start Data for processing
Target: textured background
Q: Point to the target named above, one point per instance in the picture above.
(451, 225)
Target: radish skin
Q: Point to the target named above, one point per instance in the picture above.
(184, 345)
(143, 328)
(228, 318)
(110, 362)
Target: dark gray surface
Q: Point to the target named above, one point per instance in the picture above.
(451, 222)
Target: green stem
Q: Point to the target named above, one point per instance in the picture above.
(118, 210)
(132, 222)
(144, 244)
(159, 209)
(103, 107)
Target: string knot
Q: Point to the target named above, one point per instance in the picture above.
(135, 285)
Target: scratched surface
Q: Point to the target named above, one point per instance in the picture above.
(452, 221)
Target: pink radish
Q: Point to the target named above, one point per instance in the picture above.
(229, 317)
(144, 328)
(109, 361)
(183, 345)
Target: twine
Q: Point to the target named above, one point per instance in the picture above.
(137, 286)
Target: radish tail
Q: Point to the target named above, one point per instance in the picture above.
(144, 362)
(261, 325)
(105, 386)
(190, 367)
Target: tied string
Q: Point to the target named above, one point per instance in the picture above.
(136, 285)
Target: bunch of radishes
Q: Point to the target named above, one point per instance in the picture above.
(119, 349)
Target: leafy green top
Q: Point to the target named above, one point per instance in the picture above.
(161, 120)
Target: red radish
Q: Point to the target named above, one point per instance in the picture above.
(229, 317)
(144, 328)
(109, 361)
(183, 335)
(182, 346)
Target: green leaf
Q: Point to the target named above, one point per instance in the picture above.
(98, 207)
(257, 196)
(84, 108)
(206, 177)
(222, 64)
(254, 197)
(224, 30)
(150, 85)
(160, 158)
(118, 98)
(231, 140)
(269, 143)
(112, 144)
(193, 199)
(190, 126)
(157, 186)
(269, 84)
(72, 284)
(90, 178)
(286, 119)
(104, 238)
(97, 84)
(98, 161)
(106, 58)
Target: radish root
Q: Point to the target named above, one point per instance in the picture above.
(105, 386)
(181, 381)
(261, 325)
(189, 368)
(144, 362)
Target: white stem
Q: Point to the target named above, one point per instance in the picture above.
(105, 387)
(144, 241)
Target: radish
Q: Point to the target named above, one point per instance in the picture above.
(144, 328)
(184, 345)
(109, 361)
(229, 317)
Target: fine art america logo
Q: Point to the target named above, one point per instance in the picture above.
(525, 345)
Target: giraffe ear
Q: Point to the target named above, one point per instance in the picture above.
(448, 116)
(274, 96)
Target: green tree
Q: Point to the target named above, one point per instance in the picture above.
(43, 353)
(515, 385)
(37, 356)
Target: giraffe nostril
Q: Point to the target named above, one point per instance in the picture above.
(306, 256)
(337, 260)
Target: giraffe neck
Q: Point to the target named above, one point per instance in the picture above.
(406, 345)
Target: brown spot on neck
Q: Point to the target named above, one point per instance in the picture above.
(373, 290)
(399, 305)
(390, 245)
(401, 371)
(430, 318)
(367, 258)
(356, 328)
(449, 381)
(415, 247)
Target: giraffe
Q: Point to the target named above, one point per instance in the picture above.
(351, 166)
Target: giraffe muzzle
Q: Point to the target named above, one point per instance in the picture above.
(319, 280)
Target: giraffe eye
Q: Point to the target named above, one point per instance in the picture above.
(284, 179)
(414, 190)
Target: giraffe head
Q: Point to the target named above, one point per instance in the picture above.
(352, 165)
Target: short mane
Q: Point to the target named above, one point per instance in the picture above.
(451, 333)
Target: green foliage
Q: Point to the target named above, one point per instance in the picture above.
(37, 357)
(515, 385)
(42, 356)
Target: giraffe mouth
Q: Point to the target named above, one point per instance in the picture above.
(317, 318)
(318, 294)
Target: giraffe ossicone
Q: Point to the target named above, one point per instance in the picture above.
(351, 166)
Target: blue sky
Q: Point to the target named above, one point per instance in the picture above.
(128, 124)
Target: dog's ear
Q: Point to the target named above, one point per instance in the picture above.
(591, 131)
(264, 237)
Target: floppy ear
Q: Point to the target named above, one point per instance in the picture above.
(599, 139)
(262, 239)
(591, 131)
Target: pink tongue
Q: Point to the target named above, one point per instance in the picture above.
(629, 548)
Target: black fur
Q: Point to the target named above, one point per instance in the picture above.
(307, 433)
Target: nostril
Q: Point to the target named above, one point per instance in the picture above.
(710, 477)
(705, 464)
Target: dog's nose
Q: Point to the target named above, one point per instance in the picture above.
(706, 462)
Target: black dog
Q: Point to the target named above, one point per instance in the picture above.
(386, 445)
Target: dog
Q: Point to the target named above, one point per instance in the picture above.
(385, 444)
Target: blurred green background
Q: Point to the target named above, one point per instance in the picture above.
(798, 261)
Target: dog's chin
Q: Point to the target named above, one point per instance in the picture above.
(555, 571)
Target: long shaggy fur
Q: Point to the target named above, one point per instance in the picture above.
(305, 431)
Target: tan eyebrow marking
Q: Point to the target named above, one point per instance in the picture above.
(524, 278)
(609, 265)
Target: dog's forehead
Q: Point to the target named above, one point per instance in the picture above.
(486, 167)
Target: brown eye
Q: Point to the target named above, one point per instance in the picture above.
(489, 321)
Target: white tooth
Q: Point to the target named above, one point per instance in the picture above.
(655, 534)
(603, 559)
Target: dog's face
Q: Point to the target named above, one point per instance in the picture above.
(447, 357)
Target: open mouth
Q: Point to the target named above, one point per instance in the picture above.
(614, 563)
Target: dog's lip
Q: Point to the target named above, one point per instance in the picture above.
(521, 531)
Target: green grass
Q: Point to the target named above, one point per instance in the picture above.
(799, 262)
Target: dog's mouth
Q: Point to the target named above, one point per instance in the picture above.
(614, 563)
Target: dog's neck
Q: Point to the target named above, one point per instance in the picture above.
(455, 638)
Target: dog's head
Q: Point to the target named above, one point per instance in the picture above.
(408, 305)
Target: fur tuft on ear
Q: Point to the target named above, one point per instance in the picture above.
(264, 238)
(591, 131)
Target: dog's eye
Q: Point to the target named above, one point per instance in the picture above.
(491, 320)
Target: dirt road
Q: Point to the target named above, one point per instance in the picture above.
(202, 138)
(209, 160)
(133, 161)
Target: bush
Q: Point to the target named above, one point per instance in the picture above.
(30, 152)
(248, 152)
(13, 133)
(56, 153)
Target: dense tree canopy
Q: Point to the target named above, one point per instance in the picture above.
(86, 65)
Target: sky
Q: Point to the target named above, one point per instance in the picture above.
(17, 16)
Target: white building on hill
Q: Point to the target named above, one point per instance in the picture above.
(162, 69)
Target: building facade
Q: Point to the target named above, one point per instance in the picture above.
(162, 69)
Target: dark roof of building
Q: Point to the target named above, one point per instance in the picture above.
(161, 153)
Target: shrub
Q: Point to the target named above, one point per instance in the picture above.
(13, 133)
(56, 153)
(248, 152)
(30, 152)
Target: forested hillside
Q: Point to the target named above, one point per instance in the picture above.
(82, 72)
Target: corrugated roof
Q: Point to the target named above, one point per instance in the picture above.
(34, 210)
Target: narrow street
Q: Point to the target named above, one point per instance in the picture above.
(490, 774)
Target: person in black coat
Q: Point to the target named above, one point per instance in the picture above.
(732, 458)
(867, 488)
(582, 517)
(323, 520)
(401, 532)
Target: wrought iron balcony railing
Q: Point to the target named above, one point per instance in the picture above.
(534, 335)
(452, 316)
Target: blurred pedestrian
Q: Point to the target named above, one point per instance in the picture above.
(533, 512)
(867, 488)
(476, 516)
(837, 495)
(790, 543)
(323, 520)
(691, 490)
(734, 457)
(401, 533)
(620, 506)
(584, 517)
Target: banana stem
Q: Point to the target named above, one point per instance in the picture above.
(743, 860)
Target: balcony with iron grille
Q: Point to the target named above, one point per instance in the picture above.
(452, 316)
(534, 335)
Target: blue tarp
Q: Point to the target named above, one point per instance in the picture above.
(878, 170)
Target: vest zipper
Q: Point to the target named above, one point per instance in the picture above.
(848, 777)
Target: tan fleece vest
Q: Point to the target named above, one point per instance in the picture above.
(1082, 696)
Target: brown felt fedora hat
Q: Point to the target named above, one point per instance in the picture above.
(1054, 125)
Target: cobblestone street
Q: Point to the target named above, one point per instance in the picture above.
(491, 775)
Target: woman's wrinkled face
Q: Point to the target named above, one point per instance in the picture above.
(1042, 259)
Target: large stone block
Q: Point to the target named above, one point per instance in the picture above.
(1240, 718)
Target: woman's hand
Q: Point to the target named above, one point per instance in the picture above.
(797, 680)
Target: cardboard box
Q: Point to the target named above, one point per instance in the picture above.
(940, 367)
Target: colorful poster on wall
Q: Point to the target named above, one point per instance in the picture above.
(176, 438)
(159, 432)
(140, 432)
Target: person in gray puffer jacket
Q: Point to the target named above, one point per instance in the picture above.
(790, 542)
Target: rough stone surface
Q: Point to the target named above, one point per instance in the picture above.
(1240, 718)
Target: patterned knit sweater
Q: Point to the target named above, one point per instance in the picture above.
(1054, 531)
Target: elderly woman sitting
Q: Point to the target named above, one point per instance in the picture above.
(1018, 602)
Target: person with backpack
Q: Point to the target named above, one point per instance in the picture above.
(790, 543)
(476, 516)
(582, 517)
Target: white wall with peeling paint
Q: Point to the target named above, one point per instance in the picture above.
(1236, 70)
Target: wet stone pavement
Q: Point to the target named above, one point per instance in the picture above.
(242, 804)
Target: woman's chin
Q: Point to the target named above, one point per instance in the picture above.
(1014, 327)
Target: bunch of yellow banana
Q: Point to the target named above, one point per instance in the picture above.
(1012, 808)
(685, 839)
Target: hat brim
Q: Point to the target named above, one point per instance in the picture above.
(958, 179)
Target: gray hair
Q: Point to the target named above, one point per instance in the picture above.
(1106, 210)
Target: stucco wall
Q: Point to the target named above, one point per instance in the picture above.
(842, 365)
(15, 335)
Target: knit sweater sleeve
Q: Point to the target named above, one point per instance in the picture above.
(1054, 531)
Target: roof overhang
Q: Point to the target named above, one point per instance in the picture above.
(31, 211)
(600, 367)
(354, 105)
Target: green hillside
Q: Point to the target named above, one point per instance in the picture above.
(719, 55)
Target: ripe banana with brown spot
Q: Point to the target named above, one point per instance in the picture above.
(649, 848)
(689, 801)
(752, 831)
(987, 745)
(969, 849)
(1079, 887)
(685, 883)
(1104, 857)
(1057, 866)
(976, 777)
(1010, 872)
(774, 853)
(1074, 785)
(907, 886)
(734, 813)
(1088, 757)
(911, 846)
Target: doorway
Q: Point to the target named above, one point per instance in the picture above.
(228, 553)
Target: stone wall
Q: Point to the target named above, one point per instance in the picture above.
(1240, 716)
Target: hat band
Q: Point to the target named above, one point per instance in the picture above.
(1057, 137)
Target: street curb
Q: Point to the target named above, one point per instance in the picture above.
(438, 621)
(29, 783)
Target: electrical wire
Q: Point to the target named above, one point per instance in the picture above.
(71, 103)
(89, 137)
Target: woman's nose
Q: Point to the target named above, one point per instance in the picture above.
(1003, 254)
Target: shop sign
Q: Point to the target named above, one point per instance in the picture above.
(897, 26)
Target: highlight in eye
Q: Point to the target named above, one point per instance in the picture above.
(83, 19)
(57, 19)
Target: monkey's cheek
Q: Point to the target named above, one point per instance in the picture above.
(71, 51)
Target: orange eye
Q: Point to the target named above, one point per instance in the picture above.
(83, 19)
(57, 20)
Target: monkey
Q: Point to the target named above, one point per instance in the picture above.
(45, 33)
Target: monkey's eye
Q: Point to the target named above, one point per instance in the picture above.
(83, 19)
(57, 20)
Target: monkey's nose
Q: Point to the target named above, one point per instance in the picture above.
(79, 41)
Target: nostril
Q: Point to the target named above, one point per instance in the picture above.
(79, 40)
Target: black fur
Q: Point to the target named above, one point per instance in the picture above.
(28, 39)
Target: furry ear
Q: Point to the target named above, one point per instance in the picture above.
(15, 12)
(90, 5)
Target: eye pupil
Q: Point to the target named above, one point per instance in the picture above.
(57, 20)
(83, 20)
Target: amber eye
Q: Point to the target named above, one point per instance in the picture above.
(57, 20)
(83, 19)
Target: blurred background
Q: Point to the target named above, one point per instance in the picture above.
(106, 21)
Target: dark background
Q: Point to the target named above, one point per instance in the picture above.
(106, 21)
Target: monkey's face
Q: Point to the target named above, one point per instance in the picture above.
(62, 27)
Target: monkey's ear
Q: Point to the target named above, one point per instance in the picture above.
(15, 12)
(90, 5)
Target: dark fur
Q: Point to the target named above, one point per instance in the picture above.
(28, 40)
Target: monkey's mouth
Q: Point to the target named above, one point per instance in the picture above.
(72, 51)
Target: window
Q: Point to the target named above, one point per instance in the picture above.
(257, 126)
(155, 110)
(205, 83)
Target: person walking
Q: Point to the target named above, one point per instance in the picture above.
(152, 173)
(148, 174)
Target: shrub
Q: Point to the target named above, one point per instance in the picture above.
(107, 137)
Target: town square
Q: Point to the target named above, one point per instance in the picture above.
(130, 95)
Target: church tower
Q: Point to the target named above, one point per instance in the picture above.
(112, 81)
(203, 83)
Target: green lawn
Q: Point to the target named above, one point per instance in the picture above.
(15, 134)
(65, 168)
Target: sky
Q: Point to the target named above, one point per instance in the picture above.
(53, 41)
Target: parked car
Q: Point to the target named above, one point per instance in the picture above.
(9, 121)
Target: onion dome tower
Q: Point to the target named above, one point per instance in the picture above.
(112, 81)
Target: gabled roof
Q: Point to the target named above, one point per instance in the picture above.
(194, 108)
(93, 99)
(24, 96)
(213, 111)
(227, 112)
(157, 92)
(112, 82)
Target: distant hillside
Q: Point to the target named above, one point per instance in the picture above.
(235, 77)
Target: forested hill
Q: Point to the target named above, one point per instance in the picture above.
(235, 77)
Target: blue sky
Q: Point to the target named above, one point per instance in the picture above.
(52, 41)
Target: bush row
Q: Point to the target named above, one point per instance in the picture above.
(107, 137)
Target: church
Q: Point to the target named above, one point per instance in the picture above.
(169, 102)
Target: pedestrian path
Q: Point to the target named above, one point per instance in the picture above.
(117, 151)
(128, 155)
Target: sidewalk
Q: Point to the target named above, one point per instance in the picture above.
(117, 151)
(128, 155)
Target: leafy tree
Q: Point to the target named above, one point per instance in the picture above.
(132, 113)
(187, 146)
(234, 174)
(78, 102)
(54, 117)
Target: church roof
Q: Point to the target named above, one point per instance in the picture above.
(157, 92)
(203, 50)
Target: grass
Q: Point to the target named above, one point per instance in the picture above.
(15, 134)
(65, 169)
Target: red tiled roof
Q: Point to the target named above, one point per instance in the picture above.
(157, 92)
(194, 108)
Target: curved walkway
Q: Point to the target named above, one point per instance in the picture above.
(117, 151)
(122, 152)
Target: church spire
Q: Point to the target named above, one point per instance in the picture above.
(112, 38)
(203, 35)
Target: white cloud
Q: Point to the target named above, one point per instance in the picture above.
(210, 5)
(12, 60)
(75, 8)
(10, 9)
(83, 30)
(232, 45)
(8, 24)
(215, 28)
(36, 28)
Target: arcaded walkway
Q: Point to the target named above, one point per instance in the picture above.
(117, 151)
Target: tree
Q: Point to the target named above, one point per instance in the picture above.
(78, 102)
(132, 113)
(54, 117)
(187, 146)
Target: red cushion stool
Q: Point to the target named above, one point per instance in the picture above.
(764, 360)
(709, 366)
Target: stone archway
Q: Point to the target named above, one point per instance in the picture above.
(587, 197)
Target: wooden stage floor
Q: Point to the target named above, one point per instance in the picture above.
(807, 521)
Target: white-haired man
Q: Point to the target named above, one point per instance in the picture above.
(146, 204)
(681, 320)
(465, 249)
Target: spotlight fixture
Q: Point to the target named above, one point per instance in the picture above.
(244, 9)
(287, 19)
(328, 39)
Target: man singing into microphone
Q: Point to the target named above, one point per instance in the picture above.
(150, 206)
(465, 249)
end Data for processing
Written task: Please write out again every line between the one holding "Target: dense tree canopy" and the one holding "(1082, 696)", inclusive. Shift each coordinate in the answers up by 110 and keep everything else unchanged.

Exercise answer:
Target: dense tree canopy
Q: Point to the target named above, one point per instance in the picture above.
(196, 175)
Target: sky
Q: Point to the target named above, one point per instance in the picture above.
(127, 126)
Target: white building on hill
Q: Point to the target named above, one point per instance in the picture above.
(272, 179)
Target: building facade
Q: Point to the target named above, one point per instance in the picture above.
(272, 179)
Target: dark roof of building
Q: Point to the target named above, one point per instance in the picture above.
(271, 263)
Target: shrub
Q: Point to the target named above, one point per instance in the picture above.
(123, 243)
(166, 263)
(358, 262)
(140, 262)
Target: forested hillside
Q: Point to the target named above, one point per instance in the picture above.
(192, 182)
Target: corrugated roof
Q: Point to the target named above, one point per instance in the picture above.
(144, 320)
Target: narrow street
Q: Point to the target named above, one point per instance in the picture above.
(600, 884)
Target: person in black coat
Q: Point to the target named above, one point per instance in the picture above.
(842, 568)
(977, 598)
(692, 627)
(433, 630)
(511, 642)
Target: wrought iron balcony railing
Q: Point to the target named above, one point per instance in the picture above.
(644, 445)
(562, 426)
Target: blurred pedestrian
Q: Point to the target named above, one point per instance in the picture above.
(643, 622)
(977, 598)
(586, 626)
(947, 605)
(900, 653)
(433, 630)
(801, 600)
(844, 567)
(511, 643)
(730, 616)
(694, 627)
Target: banana stem
Q: Point to the target named above, one point per instance in the picture above.
(853, 970)
Target: balcony with iron grille
Q: Point to the target named above, one point per instance in the picture above.
(562, 426)
(644, 445)
Target: blue tarp
Q: Point to the target named above, one point per instance in the picture above.
(988, 280)
Target: vest zipper
Q: Point to the target named above, one point per instance in the picture above.
(958, 887)
Target: tan fleece vest
Q: Point to the target named above, one point per instance in the picture above.
(1192, 806)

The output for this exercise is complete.